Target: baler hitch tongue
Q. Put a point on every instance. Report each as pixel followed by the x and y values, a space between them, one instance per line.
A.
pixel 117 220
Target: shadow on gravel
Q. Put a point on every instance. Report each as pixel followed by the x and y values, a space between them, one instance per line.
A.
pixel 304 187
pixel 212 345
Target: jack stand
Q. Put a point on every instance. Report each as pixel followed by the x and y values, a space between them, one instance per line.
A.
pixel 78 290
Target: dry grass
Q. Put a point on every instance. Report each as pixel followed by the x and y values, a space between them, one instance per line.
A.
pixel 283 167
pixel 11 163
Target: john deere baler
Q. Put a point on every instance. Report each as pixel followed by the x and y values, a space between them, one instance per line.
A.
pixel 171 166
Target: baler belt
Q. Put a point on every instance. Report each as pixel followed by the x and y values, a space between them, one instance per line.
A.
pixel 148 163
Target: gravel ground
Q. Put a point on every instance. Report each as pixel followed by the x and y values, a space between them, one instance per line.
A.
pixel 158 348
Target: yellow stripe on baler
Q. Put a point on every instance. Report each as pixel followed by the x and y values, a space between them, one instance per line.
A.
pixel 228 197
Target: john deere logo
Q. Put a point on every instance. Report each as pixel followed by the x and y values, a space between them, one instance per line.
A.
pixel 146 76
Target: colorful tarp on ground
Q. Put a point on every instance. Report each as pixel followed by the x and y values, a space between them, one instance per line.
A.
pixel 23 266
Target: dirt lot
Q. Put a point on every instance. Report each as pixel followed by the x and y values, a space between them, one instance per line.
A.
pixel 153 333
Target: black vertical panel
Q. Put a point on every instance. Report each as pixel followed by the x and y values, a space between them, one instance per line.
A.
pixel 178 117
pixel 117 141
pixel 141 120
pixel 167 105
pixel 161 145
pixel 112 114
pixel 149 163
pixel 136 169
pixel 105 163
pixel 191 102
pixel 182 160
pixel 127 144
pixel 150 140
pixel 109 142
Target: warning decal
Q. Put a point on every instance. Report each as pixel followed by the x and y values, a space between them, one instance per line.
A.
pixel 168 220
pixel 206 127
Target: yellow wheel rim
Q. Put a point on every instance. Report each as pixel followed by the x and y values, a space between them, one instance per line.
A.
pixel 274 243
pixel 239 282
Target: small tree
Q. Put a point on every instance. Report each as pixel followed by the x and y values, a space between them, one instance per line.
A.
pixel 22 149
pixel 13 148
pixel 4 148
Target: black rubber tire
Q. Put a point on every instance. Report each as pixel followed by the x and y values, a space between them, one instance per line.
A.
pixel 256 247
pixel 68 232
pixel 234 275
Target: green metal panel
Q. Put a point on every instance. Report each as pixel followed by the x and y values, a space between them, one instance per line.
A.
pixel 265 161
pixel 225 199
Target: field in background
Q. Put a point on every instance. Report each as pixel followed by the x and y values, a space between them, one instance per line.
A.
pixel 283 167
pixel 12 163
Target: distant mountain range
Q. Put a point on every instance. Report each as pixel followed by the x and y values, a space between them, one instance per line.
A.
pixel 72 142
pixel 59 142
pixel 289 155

○ ○ ○

◆ Exercise brief:
Repeat all of the records above exactly as written.

◆ Expected output:
Target: baler hitch tongue
Q. Put a point on every instance. Report each as pixel followed by the x and y values, a space between them, one instance per line.
A.
pixel 117 220
Target: shadow on gravel
Q. Put a point on every instance. Report each as pixel followed by the x and y values, a space between them, one instance per line.
A.
pixel 304 187
pixel 212 345
Target: jack stand
Q. Put a point on every instance. Report each as pixel followed by the x and y values, a space between them, one instance per line.
A.
pixel 78 290
Target: dry grass
Q. Put a point on every instance. Report each as pixel followed by the x and y values, a space between them, one instance per line.
A.
pixel 283 167
pixel 11 163
Target: john deere baler
Q. Put a point on every instance. Report each as pixel followed by the x and y values, a space between them, one instance per line.
A.
pixel 171 166
Target: baler belt
Q. Put a point on every instance. Report each as pixel followed by the x and y values, a space between them, one instance per line.
A.
pixel 148 163
Target: gravel ground
Q. Put a point on every instance. Report each as pixel followed by the x and y values, a space between them, one instance per line.
A.
pixel 158 348
Target: yellow stripe on baler
Q. Put a point on every instance. Report each as pixel followed by the x and y values, a space between them, one instance per line.
A.
pixel 228 197
Target: john deere logo
Q. Put a point on every instance. Report each as pixel followed by the x and y values, a space between them, one instance per line.
A.
pixel 146 76
Target: colorful tarp on ground
Q. Put a point on every instance. Report each as pixel followed by the x and y values, a space between them, one instance per line.
A.
pixel 23 266
Target: dirt lot
Q. Put a point on every instance. Report each as pixel followed by the x and y values, a space between them, one instance per line.
A.
pixel 153 333
Target: black vertical panel
Q. Put a point on every instance. Report each as pixel followed by the x and y values, a space between them, one instance per line.
A.
pixel 178 117
pixel 117 141
pixel 141 120
pixel 167 105
pixel 161 145
pixel 112 114
pixel 149 163
pixel 136 169
pixel 105 163
pixel 191 102
pixel 182 160
pixel 127 144
pixel 150 140
pixel 109 142
Target: warning decal
Q. Put a point on every instance. Report each as pixel followed by the x and y values, a space between them, one instance per line.
A.
pixel 168 220
pixel 206 127
Target: yellow wheel rim
Q. Put a point on every instance. Report each as pixel followed by the x and y values, a space between them, one instance per line.
A.
pixel 274 243
pixel 239 282
Target: small tree
Q. Put a point on every instance. Report each as pixel followed by the x and y values, a space between them, one instance per line.
A.
pixel 22 149
pixel 13 148
pixel 4 148
Target: black rubber tire
Q. Put a point on every instance. Report each as pixel followed by the x and y values, a space between them, one instance per line.
A.
pixel 256 247
pixel 68 232
pixel 234 275
Target: green metal panel
Q. Put a point on every instance. Report each as pixel followed by the x and y values, a space between them, one instance per line.
A.
pixel 265 161
pixel 225 199
Target: field in background
Q. Put a point on every instance. Report each as pixel followed by the x and y values, a space between them, one instance per line.
A.
pixel 283 167
pixel 12 163
Target: distant mountain range
Q. Put a point on every instance. Report each as pixel followed by the x and y values, a space between them, one instance per line.
A.
pixel 72 142
pixel 59 142
pixel 289 155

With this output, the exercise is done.